— START GIVEN INFORMATION —

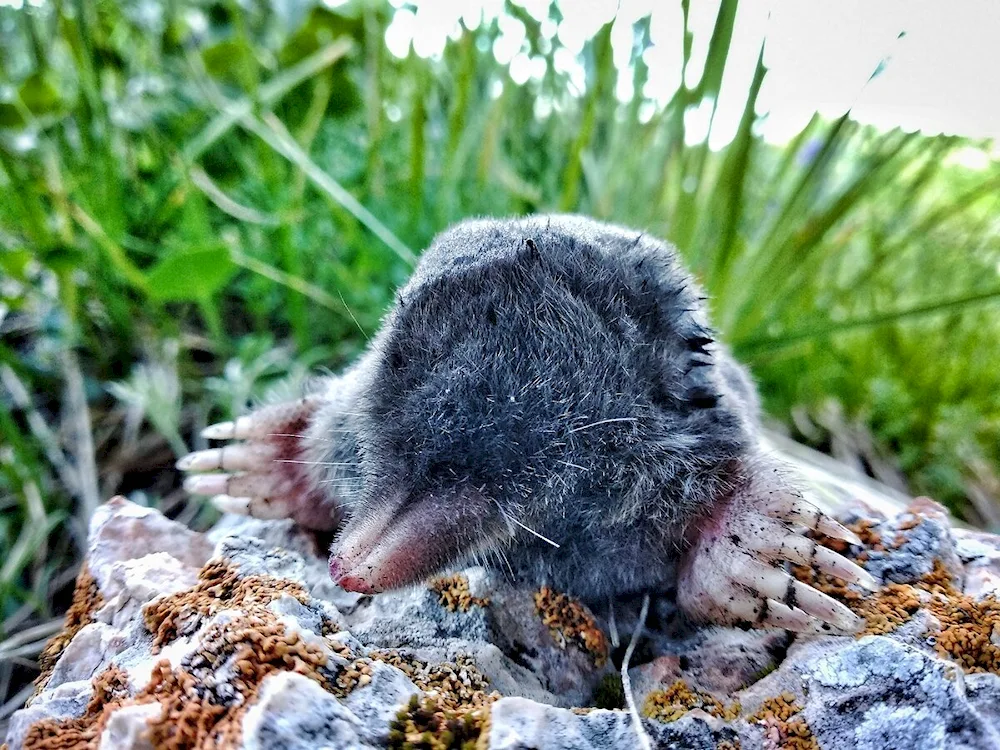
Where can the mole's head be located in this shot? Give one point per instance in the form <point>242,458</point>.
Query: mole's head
<point>513,387</point>
<point>457,419</point>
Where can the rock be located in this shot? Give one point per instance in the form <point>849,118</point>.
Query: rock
<point>238,637</point>
<point>295,713</point>
<point>120,531</point>
<point>61,702</point>
<point>127,728</point>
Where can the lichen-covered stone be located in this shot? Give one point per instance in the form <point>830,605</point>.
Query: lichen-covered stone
<point>239,639</point>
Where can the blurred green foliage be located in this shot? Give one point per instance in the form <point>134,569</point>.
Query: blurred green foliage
<point>204,200</point>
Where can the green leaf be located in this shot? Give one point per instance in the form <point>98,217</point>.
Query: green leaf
<point>191,275</point>
<point>40,94</point>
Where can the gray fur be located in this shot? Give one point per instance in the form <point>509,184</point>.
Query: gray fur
<point>553,371</point>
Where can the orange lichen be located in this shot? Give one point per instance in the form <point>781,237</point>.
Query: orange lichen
<point>454,593</point>
<point>969,629</point>
<point>569,621</point>
<point>87,599</point>
<point>219,587</point>
<point>200,708</point>
<point>673,702</point>
<point>784,729</point>
<point>84,732</point>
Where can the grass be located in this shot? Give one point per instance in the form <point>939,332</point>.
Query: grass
<point>203,204</point>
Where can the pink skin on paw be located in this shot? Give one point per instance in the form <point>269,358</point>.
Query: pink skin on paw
<point>732,572</point>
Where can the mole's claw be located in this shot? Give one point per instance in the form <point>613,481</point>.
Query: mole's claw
<point>827,561</point>
<point>824,608</point>
<point>227,458</point>
<point>795,509</point>
<point>221,431</point>
<point>775,542</point>
<point>207,484</point>
<point>734,573</point>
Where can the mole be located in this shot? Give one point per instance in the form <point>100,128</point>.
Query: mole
<point>547,397</point>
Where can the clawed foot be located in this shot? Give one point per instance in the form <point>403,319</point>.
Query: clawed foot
<point>734,572</point>
<point>273,470</point>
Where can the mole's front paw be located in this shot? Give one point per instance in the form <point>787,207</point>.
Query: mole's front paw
<point>734,573</point>
<point>270,472</point>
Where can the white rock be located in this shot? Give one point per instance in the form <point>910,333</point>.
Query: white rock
<point>128,728</point>
<point>294,713</point>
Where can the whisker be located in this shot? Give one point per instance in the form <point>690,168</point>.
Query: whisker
<point>603,421</point>
<point>535,533</point>
<point>298,437</point>
<point>314,463</point>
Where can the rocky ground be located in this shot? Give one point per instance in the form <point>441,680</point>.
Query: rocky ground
<point>238,638</point>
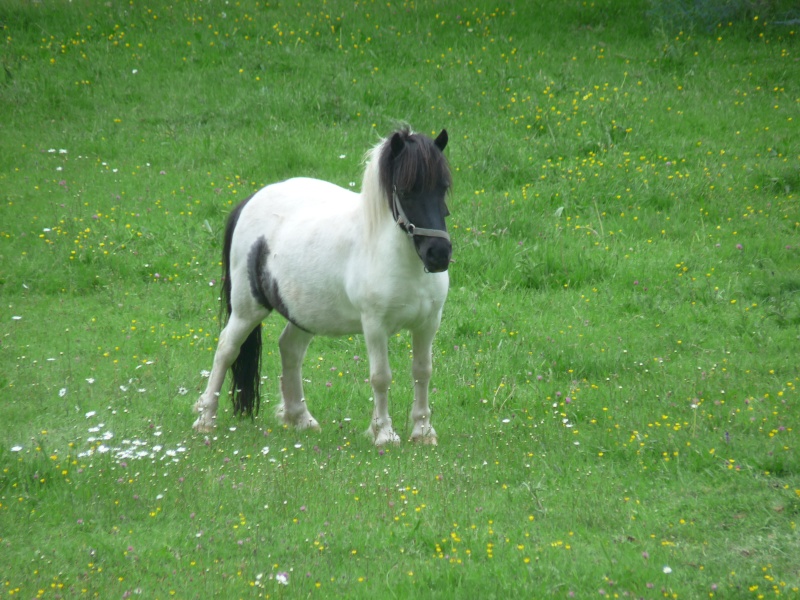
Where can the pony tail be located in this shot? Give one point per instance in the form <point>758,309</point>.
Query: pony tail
<point>246,372</point>
<point>246,369</point>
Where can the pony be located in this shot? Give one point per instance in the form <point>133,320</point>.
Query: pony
<point>334,262</point>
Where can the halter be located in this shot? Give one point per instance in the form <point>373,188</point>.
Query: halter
<point>402,220</point>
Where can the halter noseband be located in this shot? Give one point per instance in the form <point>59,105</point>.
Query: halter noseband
<point>402,220</point>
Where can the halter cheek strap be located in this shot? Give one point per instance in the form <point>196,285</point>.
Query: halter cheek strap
<point>408,226</point>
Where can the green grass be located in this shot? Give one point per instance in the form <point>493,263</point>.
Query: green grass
<point>616,373</point>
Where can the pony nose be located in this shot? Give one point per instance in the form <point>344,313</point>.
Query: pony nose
<point>437,256</point>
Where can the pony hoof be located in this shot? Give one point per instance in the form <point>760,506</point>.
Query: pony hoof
<point>309,423</point>
<point>387,437</point>
<point>201,427</point>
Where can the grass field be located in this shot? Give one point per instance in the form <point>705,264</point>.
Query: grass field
<point>616,373</point>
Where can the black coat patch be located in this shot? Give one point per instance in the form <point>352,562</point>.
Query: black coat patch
<point>262,285</point>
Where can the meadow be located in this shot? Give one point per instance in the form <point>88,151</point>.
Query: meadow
<point>615,379</point>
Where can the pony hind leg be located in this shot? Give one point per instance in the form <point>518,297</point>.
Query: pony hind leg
<point>380,376</point>
<point>235,334</point>
<point>422,369</point>
<point>292,409</point>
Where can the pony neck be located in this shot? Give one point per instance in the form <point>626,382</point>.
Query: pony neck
<point>377,215</point>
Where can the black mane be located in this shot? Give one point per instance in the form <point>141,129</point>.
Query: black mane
<point>420,166</point>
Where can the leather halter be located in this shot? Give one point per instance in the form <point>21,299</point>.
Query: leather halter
<point>402,220</point>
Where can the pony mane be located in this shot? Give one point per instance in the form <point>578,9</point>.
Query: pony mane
<point>420,167</point>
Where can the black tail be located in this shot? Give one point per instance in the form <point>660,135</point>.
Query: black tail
<point>246,368</point>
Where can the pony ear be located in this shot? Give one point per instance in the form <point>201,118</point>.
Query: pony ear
<point>441,140</point>
<point>397,145</point>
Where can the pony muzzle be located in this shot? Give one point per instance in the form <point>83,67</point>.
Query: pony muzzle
<point>435,253</point>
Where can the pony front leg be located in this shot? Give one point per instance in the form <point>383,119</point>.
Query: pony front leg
<point>380,377</point>
<point>422,432</point>
<point>293,410</point>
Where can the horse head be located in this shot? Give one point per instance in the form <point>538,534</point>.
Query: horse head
<point>416,177</point>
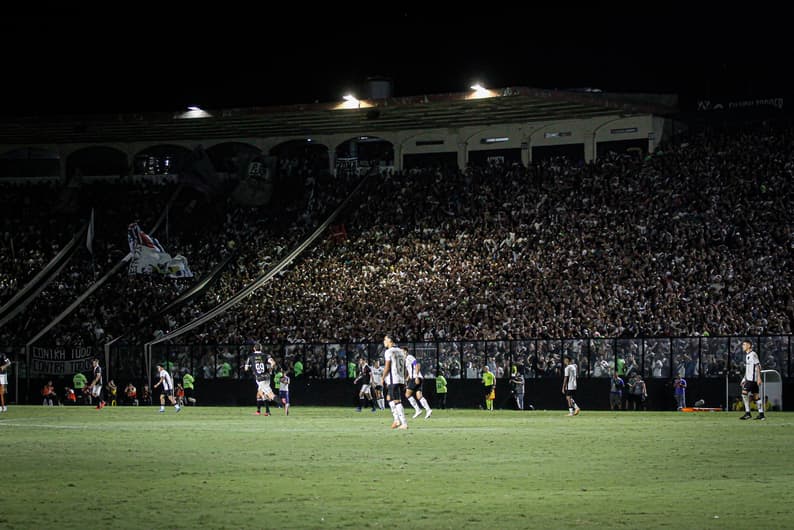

— END GIVEN INFORMATION —

• WHAT IS REQUIRED: Give back, unchanged, the lines of the entries starting at the one that contains "Where can the black tail" and ending at the one that contains "<point>435,253</point>", including both of those lines.

• EXPECTED OUTPUT:
Where can the black tail be located in this shot? Give one point per instance in the form <point>660,135</point>.
Query: black tail
<point>246,368</point>
Where can the pony ear be located in this shot? Give one point per instance in the form <point>201,118</point>.
Query: pony ear
<point>441,140</point>
<point>397,145</point>
Where can the pony muzzle be located in this shot? Give one point per instance in the form <point>83,67</point>.
Query: pony muzzle
<point>435,253</point>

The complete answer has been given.